-- Work to be completed --
The span to repeat in the listing below runs from the line containing "Query: black roof rail" to the line containing "pixel 439 409.", inclusive. Repeat it exactly, and only it.

§ §

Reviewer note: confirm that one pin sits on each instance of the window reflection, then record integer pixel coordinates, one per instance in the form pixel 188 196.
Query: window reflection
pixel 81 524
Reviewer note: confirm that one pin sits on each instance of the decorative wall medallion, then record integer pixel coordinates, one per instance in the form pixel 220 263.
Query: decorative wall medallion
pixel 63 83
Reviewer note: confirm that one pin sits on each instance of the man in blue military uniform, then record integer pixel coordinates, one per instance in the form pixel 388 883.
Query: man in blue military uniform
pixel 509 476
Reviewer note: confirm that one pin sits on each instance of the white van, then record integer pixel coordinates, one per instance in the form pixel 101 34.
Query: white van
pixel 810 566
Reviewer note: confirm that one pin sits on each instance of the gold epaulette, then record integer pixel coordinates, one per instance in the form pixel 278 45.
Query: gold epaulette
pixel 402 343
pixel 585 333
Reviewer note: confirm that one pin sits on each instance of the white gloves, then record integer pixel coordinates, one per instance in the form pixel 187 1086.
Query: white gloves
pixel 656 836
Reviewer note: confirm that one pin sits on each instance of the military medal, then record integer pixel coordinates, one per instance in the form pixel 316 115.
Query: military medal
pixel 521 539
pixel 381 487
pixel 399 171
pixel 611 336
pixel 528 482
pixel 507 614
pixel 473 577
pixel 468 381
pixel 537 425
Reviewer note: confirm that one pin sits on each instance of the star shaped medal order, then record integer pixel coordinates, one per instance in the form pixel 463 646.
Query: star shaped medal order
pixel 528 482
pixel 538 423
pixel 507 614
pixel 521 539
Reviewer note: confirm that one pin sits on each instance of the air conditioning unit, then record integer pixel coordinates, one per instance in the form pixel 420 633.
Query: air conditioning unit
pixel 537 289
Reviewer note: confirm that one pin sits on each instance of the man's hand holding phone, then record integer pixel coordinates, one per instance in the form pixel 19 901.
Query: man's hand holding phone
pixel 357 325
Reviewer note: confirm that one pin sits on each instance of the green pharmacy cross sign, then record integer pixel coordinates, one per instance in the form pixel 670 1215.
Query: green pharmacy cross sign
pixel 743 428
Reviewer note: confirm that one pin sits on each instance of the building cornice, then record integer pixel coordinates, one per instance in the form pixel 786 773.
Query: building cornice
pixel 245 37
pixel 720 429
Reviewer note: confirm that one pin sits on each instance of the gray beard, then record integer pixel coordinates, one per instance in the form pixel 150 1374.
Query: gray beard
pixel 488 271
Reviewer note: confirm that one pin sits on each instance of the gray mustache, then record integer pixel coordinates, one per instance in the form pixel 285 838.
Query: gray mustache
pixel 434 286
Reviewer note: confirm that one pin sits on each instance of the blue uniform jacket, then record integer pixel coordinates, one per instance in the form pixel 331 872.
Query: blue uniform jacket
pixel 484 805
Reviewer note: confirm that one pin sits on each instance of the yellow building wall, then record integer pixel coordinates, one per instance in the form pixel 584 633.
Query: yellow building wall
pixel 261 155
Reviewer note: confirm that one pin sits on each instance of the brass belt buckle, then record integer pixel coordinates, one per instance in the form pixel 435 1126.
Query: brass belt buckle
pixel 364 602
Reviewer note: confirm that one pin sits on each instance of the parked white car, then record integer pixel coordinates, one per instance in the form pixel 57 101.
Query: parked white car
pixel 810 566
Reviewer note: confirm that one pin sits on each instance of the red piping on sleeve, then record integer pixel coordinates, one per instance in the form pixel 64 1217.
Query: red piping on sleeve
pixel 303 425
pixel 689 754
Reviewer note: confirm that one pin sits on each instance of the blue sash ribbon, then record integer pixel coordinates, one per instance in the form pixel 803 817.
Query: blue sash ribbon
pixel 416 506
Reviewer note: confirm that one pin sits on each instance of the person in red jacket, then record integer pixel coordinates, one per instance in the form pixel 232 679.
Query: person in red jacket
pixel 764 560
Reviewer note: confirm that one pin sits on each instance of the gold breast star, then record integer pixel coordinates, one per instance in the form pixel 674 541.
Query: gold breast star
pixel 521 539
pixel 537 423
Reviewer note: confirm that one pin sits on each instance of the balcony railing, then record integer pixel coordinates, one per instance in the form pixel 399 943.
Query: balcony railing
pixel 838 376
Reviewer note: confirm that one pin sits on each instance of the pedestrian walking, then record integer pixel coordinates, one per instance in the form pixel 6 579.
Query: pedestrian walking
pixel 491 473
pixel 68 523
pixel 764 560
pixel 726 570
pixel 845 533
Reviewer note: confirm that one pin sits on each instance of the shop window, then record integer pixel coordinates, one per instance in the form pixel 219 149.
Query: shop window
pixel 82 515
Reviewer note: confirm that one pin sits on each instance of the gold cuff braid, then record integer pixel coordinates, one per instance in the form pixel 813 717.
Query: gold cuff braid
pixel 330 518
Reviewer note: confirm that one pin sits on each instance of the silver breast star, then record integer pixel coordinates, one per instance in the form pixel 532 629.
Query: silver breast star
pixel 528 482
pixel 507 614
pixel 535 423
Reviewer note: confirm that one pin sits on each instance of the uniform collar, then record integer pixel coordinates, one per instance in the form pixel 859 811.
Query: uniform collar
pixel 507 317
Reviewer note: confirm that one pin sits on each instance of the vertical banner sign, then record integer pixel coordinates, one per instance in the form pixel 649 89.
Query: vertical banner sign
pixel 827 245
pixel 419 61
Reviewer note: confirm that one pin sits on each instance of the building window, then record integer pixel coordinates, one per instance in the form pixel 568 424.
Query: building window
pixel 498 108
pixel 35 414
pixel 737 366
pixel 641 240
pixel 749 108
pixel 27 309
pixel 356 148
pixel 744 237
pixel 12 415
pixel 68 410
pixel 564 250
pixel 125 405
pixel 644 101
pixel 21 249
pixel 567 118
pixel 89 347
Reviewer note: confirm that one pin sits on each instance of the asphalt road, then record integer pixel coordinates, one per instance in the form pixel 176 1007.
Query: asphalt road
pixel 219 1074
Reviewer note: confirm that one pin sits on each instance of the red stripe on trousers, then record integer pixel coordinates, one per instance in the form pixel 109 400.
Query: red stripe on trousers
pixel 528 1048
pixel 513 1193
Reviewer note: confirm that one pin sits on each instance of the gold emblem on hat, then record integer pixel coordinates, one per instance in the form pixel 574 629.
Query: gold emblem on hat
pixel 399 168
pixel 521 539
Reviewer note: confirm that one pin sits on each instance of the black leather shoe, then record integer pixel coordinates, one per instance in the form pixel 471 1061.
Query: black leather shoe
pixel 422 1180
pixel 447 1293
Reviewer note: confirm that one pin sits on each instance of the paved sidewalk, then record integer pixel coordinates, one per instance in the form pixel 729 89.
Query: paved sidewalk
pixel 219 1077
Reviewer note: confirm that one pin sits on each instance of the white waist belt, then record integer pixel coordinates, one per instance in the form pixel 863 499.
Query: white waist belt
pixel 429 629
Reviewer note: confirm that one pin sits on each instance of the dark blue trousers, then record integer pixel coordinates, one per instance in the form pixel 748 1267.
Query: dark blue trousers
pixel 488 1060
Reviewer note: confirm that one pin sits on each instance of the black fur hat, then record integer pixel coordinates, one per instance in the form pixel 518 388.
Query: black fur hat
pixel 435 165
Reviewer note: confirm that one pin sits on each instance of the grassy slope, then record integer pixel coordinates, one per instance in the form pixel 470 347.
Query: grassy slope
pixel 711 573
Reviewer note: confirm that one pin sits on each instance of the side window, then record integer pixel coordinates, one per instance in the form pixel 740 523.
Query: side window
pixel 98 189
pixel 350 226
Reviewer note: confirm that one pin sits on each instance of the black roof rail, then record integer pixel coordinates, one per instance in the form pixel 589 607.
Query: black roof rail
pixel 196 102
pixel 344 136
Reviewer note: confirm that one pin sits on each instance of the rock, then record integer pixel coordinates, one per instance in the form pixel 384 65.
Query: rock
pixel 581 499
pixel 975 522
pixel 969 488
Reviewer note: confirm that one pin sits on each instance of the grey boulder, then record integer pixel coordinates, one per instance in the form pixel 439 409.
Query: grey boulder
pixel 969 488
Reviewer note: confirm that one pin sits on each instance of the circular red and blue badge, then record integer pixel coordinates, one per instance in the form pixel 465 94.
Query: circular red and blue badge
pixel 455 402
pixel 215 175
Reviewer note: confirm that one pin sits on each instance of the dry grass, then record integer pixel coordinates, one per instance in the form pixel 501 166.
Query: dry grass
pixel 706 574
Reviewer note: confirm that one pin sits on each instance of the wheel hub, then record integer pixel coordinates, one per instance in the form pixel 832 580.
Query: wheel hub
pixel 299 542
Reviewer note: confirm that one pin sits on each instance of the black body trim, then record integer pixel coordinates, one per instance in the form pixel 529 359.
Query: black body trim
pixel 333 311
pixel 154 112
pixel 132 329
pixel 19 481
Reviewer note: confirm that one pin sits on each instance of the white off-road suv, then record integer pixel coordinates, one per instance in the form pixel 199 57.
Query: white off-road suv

§ §

-- Task result --
Query: black roof rail
pixel 196 102
pixel 344 136
Reviewer note: confirm that one pin sits on each instance of the rock, then record integer pixel coordinates, one per instance in the form pixel 384 65.
Query: rock
pixel 581 499
pixel 975 522
pixel 969 488
Reviewer note: confirm that one pin sits on each instance of the grey boulder, then record integer pixel coordinates, one per instance in the form pixel 439 409.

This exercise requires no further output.